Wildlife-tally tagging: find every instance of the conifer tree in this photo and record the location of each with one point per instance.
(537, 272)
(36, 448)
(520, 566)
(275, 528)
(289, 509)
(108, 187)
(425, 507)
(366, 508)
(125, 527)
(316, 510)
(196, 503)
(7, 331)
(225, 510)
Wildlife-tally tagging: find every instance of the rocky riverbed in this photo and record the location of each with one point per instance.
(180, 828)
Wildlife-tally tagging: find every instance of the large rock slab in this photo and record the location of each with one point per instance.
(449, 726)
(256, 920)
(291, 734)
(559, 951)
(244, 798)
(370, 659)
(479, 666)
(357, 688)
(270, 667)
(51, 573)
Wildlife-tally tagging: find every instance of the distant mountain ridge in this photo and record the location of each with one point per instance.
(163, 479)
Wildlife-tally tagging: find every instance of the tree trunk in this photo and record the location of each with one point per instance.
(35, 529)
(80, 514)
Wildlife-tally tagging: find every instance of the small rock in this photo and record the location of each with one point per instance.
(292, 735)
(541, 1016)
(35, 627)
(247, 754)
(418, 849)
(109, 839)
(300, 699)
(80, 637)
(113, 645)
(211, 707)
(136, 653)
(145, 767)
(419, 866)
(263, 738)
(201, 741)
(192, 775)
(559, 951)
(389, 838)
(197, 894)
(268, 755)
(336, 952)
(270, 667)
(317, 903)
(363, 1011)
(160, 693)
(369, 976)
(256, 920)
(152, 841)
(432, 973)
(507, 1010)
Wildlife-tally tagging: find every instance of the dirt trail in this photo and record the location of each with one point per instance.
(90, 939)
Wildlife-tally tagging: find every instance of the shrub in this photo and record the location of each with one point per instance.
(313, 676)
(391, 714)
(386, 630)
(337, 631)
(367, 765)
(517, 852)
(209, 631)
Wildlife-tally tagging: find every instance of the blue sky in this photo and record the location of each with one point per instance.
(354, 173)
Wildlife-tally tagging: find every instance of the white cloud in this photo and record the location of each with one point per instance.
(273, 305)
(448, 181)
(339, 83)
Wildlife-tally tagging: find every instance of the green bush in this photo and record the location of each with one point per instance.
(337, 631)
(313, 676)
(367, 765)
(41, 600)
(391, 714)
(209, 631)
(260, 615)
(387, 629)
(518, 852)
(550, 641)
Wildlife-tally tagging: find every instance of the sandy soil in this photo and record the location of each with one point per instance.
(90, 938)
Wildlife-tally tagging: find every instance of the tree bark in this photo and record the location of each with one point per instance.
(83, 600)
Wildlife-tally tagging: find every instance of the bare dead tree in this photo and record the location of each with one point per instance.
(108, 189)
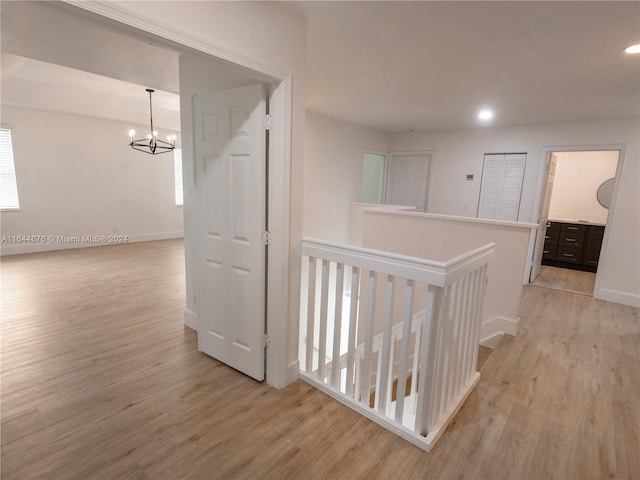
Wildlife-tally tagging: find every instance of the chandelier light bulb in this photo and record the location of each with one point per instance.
(152, 145)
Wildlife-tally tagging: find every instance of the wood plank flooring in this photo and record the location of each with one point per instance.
(100, 380)
(566, 280)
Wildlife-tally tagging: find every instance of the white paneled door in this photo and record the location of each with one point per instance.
(408, 180)
(230, 156)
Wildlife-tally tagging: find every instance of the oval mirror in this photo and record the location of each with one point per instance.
(605, 192)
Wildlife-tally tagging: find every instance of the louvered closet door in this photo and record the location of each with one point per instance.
(501, 188)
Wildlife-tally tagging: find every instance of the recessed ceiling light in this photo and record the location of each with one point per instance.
(633, 49)
(485, 115)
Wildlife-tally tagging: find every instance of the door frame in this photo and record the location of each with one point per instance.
(610, 225)
(543, 213)
(385, 170)
(387, 178)
(278, 371)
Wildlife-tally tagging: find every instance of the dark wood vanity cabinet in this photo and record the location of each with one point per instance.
(572, 245)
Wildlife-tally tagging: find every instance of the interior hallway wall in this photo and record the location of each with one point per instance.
(461, 152)
(332, 173)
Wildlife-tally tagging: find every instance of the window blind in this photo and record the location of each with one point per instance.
(8, 185)
(501, 186)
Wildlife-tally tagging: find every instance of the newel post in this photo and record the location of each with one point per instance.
(427, 369)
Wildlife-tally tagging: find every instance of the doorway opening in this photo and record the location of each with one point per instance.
(408, 180)
(224, 69)
(578, 194)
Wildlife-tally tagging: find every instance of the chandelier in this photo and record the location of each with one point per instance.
(152, 145)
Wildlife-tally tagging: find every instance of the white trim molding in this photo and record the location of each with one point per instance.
(493, 329)
(618, 297)
(66, 242)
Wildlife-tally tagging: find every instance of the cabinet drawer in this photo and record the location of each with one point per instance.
(549, 252)
(571, 239)
(553, 226)
(551, 236)
(567, 254)
(572, 228)
(596, 231)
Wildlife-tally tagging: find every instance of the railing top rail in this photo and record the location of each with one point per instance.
(412, 268)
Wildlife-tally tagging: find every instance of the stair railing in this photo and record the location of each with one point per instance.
(393, 337)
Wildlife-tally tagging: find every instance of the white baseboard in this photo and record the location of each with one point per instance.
(293, 372)
(50, 246)
(618, 297)
(191, 319)
(492, 330)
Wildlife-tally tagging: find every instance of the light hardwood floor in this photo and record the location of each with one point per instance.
(100, 380)
(565, 279)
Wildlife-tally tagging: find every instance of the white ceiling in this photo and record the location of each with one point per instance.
(390, 65)
(424, 65)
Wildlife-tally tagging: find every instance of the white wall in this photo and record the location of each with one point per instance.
(461, 152)
(332, 176)
(78, 176)
(577, 179)
(264, 37)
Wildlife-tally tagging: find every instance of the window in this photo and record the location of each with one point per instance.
(177, 170)
(8, 185)
(501, 187)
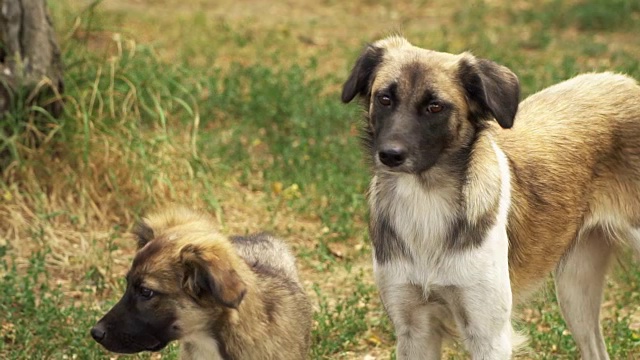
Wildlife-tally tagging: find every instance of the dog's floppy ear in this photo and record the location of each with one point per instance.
(492, 90)
(143, 233)
(215, 278)
(359, 82)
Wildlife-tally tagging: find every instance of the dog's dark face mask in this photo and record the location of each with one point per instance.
(140, 321)
(423, 105)
(146, 319)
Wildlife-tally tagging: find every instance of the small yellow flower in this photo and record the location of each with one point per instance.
(292, 192)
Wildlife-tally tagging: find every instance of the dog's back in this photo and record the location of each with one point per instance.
(282, 293)
(574, 138)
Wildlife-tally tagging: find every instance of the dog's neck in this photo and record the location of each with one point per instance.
(200, 346)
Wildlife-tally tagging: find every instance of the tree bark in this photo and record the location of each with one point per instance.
(29, 56)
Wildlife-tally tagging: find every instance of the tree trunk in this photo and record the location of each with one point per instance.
(29, 56)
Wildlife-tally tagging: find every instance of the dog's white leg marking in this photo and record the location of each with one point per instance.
(417, 324)
(579, 284)
(485, 299)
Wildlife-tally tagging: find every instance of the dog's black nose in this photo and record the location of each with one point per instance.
(393, 156)
(98, 333)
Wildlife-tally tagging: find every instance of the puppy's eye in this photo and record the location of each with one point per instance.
(384, 100)
(435, 107)
(146, 293)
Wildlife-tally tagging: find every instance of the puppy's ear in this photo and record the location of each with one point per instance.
■ ■ ■ ■ ■ ■ ■
WHAT IS NEEDED ::
Transcribe the records above exactly and drop every picture.

RESPONSE TO THE TASK ::
Wildlife-tally tagging: find every instance of the conifer tree in this photo and record the location of each with one point per instance.
(537, 272)
(36, 448)
(520, 566)
(275, 528)
(289, 509)
(108, 187)
(425, 507)
(366, 508)
(125, 527)
(316, 510)
(196, 503)
(7, 331)
(225, 510)
Wildlife-tally tagging: find every instance of the rocky riverbed in this photo and record the location of each with one point per instance.
(180, 828)
Wildlife-tally tagging: find every instance of the large rock slab in this photo and record the location of each with one point per instance.
(449, 726)
(256, 920)
(291, 734)
(559, 951)
(244, 798)
(370, 659)
(479, 666)
(357, 688)
(270, 667)
(51, 573)
Wildlife-tally tagging: find every instance of the distant mountain ridge in this photo and record the location of each with one point per instance.
(163, 479)
Wildlife-tally tagging: find every instance of the tree trunk in this photo and record the location of each with one point per instance.
(35, 529)
(80, 514)
Wildlife-tally tagging: find every instance of the small rock in this photo and record the location of each with one point per instance.
(292, 735)
(541, 1016)
(35, 627)
(247, 754)
(418, 849)
(109, 839)
(300, 699)
(80, 637)
(113, 645)
(211, 707)
(136, 653)
(145, 767)
(419, 866)
(263, 738)
(201, 741)
(192, 775)
(559, 951)
(389, 838)
(197, 894)
(268, 755)
(336, 952)
(270, 667)
(317, 903)
(363, 1011)
(160, 693)
(369, 976)
(256, 920)
(152, 841)
(432, 973)
(507, 1010)
Wildlife-tally tagging: find every instance of the dirt trail in this photo and record the location of each with one point per instance.
(90, 939)
Wildlife-tally tagging: find every instance of the shrub in this photo and record the location of each with one point per instance.
(313, 676)
(391, 714)
(386, 630)
(337, 631)
(367, 765)
(517, 852)
(209, 631)
Wildlife-tally tagging: find every instance of the blue sky in this photo and record the location of each with one point per instance.
(354, 173)
Wildlife-tally tagging: find every instance of the white cloud in this photo and record the location of each with one point per instance.
(273, 305)
(448, 181)
(339, 83)
Wildlife-tally tagging: find every instance of the green bush in this photo and record the location of each with one point per instance.
(337, 631)
(313, 676)
(367, 765)
(41, 600)
(391, 714)
(209, 631)
(260, 615)
(387, 629)
(518, 852)
(550, 641)
Wildlife-tally tagging: find every instance of the sandy soil in this photo and record the location of each with one point per instance.
(90, 938)
Wildlife-tally tagging: find every instance of the tree bark in this photo and record the location of each with one point per instance.
(83, 600)
Wildlife-tally tagging: find every instance of the bare dead tree in this photo and record the location of each with one point per instance.
(108, 189)
Wildlife-tally tagging: find every instance of the chandelier light bulb in this photo and record the location of each with one point per instance.
(152, 145)
Wildlife-tally tagging: find every instance of the wood plank flooring in this photo and record the location of each with one point per instance.
(100, 380)
(566, 280)
Wildlife-tally tagging: find every instance of the white paneled door in this photo and record the location of each with one point per instance.
(408, 180)
(230, 156)
Wildlife-tally tagging: find every instance of the oval mirror in this photo and record the location of each with one point per instance.
(605, 192)
Wildlife-tally tagging: find every instance of the louvered closet door in this photo and record the location of each with one point per instance.
(501, 188)
Wildlife-tally tagging: find every instance of the recessed ceiling light in this photo and record the location of each with one point per instance.
(633, 49)
(485, 115)
Wildlife-tally tagging: find every instance of the door frame in this photo and record the location of each with one point per instance.
(610, 225)
(543, 213)
(385, 170)
(387, 178)
(278, 371)
Wildlife-tally tagging: find every instance of the dark wood vanity cabinet in this photo and record the location of each with one point per instance.
(572, 245)
Wildlife-tally tagging: find every instance of the interior hallway wall in this photo and record the location of each with one point per instance.
(461, 152)
(332, 173)
Wildlife-tally tagging: find every instance of the window blind in this photo and record the location of each with one point per instance.
(8, 185)
(501, 186)
Wildlife-tally tagging: find every instance of the newel post in this photo and record the location of each with one point per instance.
(427, 369)
Wildlife-tally tagging: find every instance of the doorway opening in this photo and record the location of each with one point per instance.
(408, 180)
(224, 69)
(578, 194)
Wildlife-tally tagging: find every instance of the chandelier in this photo and record the location of each with one point per instance.
(152, 145)
Wildlife-tally tagging: find every instance of the white trim molding in this photo and record the location of each with one point per instance.
(493, 329)
(618, 297)
(66, 242)
Wildlife-tally tagging: find every instance of the cabinet drawer in this photo and record the location of each with one point per instance.
(549, 252)
(571, 239)
(553, 226)
(551, 236)
(567, 254)
(572, 228)
(596, 231)
Wildlife-tally tagging: find every instance of the railing top rail in this photo and record the location of each with one point per instance.
(412, 268)
Wildlife-tally tagging: find every instance of the stair railing in this photo and record the location of each with one point per instance.
(393, 337)
Wildlife-tally tagging: find every instance of the white baseboard in this photo and record the location of each with one point per instance.
(293, 372)
(50, 246)
(618, 297)
(191, 319)
(492, 330)
Wildlife-tally tagging: find every instance of the light hardwood floor in this photo and record the location of each with one point per instance.
(100, 380)
(565, 279)
Wildlife-tally tagging: find every instance of the white ceiling in this photo and record the location of each with one point per instance.
(390, 65)
(424, 65)
Wildlife-tally tagging: find every instance of the white wall in this photo and record the location of each with one point per instance.
(461, 152)
(332, 176)
(78, 176)
(577, 179)
(264, 37)
Wildlife-tally tagging: find every instance of the window in this photo and record the location of each with one point per instance.
(177, 170)
(8, 185)
(501, 187)
Wildlife-tally tagging: find every instance of the dog's floppy ear in this photo and record the location of each with one point per instance.
(492, 90)
(143, 233)
(215, 278)
(359, 82)
Wildlife-tally tagging: find every instance of the dog's dark face mask in this photo and record the location of each with one point per instance.
(140, 321)
(423, 105)
(146, 319)
Wildlife-tally tagging: find every instance of the small yellow flower in this photo and record the location of each with one point per instance.
(292, 192)
Wildlife-tally tagging: find every instance of the dog's back in this photo and record the location of each with one point per instance.
(282, 293)
(574, 138)
Wildlife-tally tagging: find every instance of the dog's neck in this photo and record the location of each with one point per instance.
(200, 346)
Wildlife-tally tagging: find every instance of the tree bark in this photo and record the location of each with one point per instance.
(29, 56)
Wildlife-tally tagging: find every instance of the tree trunk in this photo and record the location of each with one point per instance.
(29, 56)
Wildlife-tally tagging: find every instance of the dog's white leg marking in this photo and record the location of each with one point per instance.
(417, 324)
(579, 284)
(485, 299)
Wildlife-tally tagging: find every instance of the dog's black nose in this photo and record the location of each with one point per instance.
(393, 156)
(98, 333)
Wildlife-tally tagging: find every instance of the puppy's eye in this photo and record the location of each with one point per instance.
(384, 100)
(435, 107)
(146, 293)
Wildlife-tally tagging: find every instance of the puppy's ear in this photo and record the location of each with one point per instance.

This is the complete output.